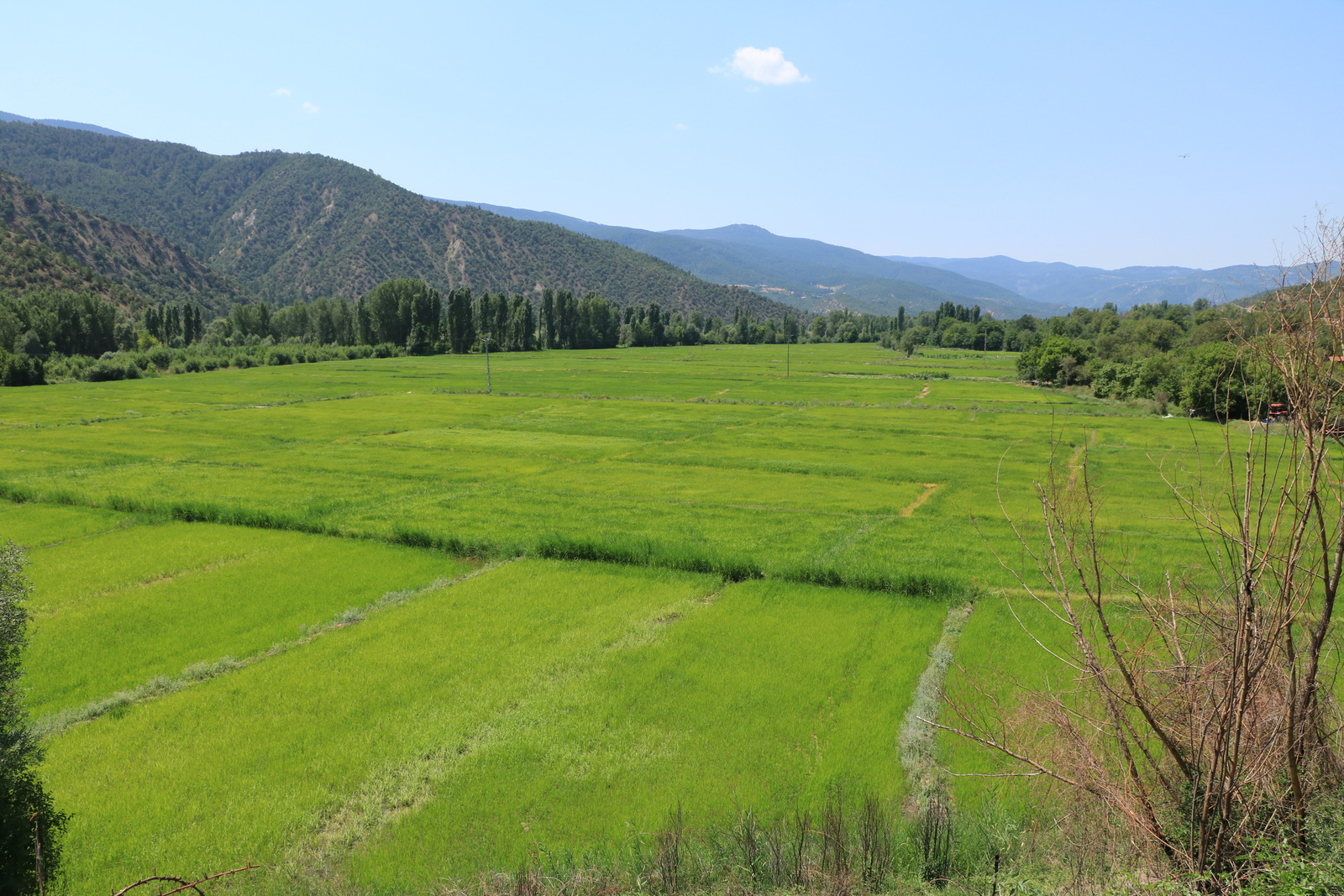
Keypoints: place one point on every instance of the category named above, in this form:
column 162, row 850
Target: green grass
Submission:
column 249, row 765
column 812, row 490
column 120, row 607
column 553, row 703
column 761, row 700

- **TASK TO CARRY OUT**: Copy out the text of the entry above word for word, without the picture.

- **OUTPUT**:
Keypoints: place one point on every instance of the category named above, in this form:
column 162, row 850
Target: green grass
Submission:
column 249, row 765
column 812, row 490
column 120, row 607
column 553, row 703
column 761, row 700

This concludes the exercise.